Wednesday, December 12, 2012

Happy Holidays

I love Christmas trees!  All the beautiful types of trees and their scents are amazing!  They stand so tall and proud in a house with their trimmings imbuing light to warm us up on chilly nights.  In my hometown, The Twin Cities, snow is a-falling and people are a-shoveling.  Two feet here and a foot there!  Nothing like it!  There is a smell to crisp nights with fresh snow.  It's amazingly magical to crunch crunch through a parking lot with gifts in your hands and love in your heart for those you hold so close.

This will be the second Christmas I've spent without a home.  Last year I was in Indonesia, although I stopped back to see my family for the holiday.  And this year, due to projects out of my current town of San Diego, I packed up my belongings and put them in storage.  Having returned to the area, I'm staying with friends who are hosting me until the next project takes me out of the area.

Stacy and her husband, Adam, are making me feel welcomed with their hospitality and the comfort of their beautiful home.  How wonderful to be able to come in after working at CCA (faux painting their offices) at Palomar Airport and seeing Stacy's decorated tree!  It just warms the heart.

Today is 12/12/12....and my nieces 21st birthday.  Yay, Lauren!   I love that her birthday is so near Christmas.  It just makes this time of year so very special.  She's special.  Intelligent and beautiful, my dear one.  I watched her come into the world and wondered what she would become as she grew....so far I am impressed!  Keep up the good work, little one!  Ha!  She towers over me by about a foot!

My nephew Brant is graduating with a Business Degree this weekend and this also makes me so proud.  As well, another nephew, Brad,  has also graduated with his degree.  I am such a proud auntie!

Okay, so I started this post out with the word Happy!  Now you know why I'm happy.  I stand just as proud as the decorated trees I see!  This season, although I'm not at home with family, I am fortunate enough to be with my friends.  How cool is that?!?  Merry Christmas everyone!


Ooohhhh!  I smell cookies baking....gotta run!

Tuesday, December 11, 2012

Being labeled

Don't worry little lambs, all is as it should be.
Have you ever been judged or labeled by someone you don't know and told about it?  Recently I experienced this and was taken aback for a moment, well a month.

I was staying at a friends house and from that moment on everything I did was being judged by all in the househol and myself.  Didn't matter, I was living down to the description and there was nothing I could do...it just kept getting worse.  By the time I left, I was convinced this was me.  And no longer were my actions seen as kind and confident, understanding and compassionate...they were all being scrutinized under the microscopic lens of "passive-aggressiveness."

The secret is to love, no matter what.
This started me to think about how we do this to each other, in families, communities, cities, countries, etc.  How, from the moment we are born until the moment we die, we are being labeled....

Quickly analyze.  Judge.  Push into a box. Label.  Done.  Next!
:::::
Brief 1:
Update the blog text from "My nephew Brant" through "it should be.", inclusive, replacing "proud" with "pleased".
Brief 2:
In the blog text, what degree is Brant graduating with?

(Data excerpts)
:::::
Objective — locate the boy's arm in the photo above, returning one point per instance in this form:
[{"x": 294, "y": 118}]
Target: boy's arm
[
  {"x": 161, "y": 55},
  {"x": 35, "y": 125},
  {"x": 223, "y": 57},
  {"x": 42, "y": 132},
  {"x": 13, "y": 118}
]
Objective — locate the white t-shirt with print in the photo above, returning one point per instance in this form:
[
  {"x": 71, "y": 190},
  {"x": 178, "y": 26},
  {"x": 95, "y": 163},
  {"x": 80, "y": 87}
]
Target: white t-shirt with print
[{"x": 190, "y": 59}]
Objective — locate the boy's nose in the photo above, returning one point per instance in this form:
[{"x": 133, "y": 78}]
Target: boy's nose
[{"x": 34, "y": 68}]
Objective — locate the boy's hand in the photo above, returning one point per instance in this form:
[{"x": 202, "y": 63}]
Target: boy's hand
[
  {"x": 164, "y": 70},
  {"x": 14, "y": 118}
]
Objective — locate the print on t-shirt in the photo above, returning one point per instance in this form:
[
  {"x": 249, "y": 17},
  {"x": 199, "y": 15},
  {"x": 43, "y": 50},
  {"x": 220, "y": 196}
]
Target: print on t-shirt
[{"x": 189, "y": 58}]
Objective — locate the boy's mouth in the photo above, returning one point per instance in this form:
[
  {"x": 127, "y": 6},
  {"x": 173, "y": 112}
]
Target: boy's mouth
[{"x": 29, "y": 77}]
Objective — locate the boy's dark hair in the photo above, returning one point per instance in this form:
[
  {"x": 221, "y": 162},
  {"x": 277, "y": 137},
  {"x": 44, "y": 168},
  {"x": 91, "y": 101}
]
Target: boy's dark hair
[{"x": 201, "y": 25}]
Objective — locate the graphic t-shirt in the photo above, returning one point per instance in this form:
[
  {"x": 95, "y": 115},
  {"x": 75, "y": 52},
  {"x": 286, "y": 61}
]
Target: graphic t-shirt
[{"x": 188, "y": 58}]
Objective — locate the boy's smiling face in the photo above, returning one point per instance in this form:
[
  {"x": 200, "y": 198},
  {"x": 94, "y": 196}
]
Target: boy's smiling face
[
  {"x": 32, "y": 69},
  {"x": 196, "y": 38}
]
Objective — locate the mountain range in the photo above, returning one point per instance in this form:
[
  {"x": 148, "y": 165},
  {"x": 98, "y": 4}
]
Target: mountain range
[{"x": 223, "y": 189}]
:::::
Task solution 1:
My nephew Brant is graduating with a Business Degree this weekend and this also makes me so pleased.  As well, another nephew, Brad,  has also graduated with his degree.  I am such a pleased auntie!

Okay, so I started this post out with the word Happy!  Now you know why I'm happy.  I stand just as pleased as the decorated trees I see!  This season, although I'm not at home with family, I am fortunate enough to be with my friends.  How cool is that?!?  Merry Christmas everyone!


Ooohhhh!  I smell cookies baking....gotta run!

Tuesday, December 11, 2012

Being labeled

Don't worry little lambs, all is as it should be.

Task solution 2:
A Business Degree.